§ **EXERCISE TASK A**: Decide whether each statement agrees with the text on SViMULATE simulations, answering yes or no and quoting the deciding words of the text: (i) For RI noise, the randomly sampled number is added to all radial points for a given t. (ii) In DSV simulations, the user may simulate any number of species. (iii) DSV simulations can be displayed as pseudo-Schlieren profiles.

§ **TEXT PROVIDED**:
● ● ● ● ●

Finally, the neglected data points from y(r)_TI are re-inserted to restore the full data set, and their values are interpolated (or extrapolated as necessary) between the newly calculated values of \(y^{\prime}_{{{\text{TI}}}}\). For RI noise (y(t)_RI), for each time point t, a number is randomly sampled from a Gaussian distribution whose standard deviation is also specified by the user. This number is added to all radial points for a given t. Thus, the final formula for the output (c(r,t)_out) is

$$c(r,t)_{{{\text{out}}}} = c(r,t)_{{{\text{sim}}}} + y(r)_{{{\text{TI}}}} + y(t)_{{{\text{RI}}}} + y(r,t)_{{\text{s}}} ,$$

(10)

where c(r,t)_sim represents the noiseless simulated data. The addition of noise in this fashion is available in SViMULATE for both the numerical and analytic simulation modes.

DSV simulations

For DSV simulations, the user is constrained to simulating two species: one for the reference sector, and one for the sample sector. The user inputs information about the reference species, and then all aspects of the species in the sample sector are kept the same except for the sedimentation coefficient (represented as Δs) and the meniscus (Δr_m). When actuated, SViMULATE calculates simulations for both species and then subtracts the concentration trace of the reference sector from that of the sample sector, plotting the result.

Schlieren optics

Simulations (except DSV) can be displayed either as signal-concentration traces (the default) or pseudo-Schlieren profiles. The latter are estimated using the central difference formula to approximate the first derivative of the profile. For a stable estimation, the concentration profile had to be interpolated with the assumption of a cubic spline connecting the successive data points. The suggestion of Cox and Dale (1981) of estimating this profile by differencing all concentration values and dividing by Δr was considered, but the resulting displacement of the radial grid by \({{\Delta r} \mathord{\left/ {\vphantom {{\Delta r} 2}} \right. \kern-0pt} 2}\) was not desired.

● ● ● ● ●

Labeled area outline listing
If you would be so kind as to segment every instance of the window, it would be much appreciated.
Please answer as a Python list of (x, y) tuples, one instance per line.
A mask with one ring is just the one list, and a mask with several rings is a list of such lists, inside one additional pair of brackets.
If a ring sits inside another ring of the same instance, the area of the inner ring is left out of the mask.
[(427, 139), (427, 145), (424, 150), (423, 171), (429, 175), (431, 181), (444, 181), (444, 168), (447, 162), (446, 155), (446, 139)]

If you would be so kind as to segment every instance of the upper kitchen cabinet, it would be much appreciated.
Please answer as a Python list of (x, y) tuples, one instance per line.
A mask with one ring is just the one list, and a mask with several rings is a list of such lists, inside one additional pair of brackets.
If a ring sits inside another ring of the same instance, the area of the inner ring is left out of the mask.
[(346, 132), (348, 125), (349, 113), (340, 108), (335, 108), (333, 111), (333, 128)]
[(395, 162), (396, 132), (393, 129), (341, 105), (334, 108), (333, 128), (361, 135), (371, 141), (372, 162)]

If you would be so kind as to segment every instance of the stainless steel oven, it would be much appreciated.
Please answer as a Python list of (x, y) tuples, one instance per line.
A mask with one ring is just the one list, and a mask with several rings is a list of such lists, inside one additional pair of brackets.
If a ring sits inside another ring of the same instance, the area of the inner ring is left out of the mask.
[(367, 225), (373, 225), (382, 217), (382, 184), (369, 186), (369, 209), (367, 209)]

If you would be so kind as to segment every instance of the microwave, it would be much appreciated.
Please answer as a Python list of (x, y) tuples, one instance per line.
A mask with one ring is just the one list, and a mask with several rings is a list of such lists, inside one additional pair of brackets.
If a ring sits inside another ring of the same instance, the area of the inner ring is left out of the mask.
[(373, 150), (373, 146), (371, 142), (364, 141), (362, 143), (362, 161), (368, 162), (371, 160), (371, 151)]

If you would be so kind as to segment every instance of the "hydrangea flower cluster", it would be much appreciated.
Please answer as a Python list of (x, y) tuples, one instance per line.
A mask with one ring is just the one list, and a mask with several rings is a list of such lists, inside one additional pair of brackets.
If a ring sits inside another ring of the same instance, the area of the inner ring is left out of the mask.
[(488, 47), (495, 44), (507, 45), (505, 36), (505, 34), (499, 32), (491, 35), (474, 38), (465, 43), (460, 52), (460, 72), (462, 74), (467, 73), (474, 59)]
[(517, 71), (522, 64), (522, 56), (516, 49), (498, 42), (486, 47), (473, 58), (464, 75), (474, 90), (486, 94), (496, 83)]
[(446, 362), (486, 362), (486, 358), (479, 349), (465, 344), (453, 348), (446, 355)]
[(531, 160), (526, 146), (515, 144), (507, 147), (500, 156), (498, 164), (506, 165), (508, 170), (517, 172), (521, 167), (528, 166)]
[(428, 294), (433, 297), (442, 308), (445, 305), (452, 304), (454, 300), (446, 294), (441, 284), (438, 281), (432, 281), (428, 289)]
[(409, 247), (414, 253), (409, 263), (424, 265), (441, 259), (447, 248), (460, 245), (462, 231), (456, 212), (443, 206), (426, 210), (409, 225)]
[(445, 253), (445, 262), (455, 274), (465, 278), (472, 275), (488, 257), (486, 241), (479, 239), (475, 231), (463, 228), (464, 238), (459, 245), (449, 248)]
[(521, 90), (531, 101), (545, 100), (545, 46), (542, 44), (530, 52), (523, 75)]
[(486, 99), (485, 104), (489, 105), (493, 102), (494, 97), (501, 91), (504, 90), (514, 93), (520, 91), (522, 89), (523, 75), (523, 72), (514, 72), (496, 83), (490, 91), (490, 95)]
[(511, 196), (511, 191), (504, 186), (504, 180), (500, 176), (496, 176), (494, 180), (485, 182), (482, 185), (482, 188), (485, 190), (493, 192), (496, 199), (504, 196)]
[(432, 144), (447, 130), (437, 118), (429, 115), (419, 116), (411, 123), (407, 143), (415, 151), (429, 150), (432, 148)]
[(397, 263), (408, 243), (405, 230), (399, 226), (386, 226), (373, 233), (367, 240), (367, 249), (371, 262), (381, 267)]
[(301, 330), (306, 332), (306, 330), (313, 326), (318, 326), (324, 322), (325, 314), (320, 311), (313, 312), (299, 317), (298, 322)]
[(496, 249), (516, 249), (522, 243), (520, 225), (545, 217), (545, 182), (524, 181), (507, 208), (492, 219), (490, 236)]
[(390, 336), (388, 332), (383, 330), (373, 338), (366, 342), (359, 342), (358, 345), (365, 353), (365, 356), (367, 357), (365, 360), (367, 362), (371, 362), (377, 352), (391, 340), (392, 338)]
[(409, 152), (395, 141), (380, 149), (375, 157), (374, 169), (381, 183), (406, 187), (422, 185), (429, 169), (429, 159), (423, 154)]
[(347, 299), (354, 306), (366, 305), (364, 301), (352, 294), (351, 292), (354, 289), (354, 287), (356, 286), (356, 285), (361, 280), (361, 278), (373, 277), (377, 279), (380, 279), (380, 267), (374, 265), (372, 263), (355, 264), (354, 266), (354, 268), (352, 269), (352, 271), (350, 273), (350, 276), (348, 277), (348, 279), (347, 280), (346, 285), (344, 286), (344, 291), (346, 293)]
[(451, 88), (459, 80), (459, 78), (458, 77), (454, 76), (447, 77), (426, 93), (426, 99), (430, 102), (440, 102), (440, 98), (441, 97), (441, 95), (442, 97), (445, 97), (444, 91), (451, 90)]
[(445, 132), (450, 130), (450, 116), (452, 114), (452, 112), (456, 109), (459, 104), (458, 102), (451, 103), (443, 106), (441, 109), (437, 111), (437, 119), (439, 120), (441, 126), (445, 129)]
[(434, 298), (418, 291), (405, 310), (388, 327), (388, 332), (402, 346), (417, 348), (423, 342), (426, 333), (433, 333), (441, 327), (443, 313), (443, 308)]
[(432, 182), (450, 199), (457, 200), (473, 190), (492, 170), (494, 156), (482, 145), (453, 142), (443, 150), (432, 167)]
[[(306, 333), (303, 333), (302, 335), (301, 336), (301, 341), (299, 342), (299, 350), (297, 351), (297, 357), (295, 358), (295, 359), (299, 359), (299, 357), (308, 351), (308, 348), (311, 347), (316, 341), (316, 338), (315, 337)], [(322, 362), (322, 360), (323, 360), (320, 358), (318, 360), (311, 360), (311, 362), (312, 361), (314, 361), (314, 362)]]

● ● ● ● ●

§ **EXERCISE TASK B**: Scale the part of the listing that opens with the line containing "microwave, it would be much appreciated." and closes with the line containing "160), (371, 151)]", both lines included. Reproduce these lines, requests included, with every coordinate in the answers multiplied by 0.2 and rounded to a whole number, halves rounded up, and give only these lines.

§ **WRITTEN RESPONSE A**:
(i) Yes: "This number is added to all radial points for a given t."
(ii) No: "the user is constrained to simulating two species"
(iii) No: "Simulations (except DSV) can be displayed either as signal-concentration traces (the default) or pseudo-Schlieren profiles."

§ **WRITTEN RESPONSE B**:
If you would be so kind as to segment every instance of the microwave, it would be much appreciated.
Please answer as a Python list of (x, y) tuples, one instance per line.
A mask with one ring is just the one list, and a mask with several rings is a list of such lists, inside one additional pair of brackets.
If a ring sits inside another ring of the same instance, the area of the inner ring is left out of the mask.
[(75, 30), (75, 29), (74, 28), (73, 28), (72, 29), (72, 32), (74, 32), (74, 32), (74, 30)]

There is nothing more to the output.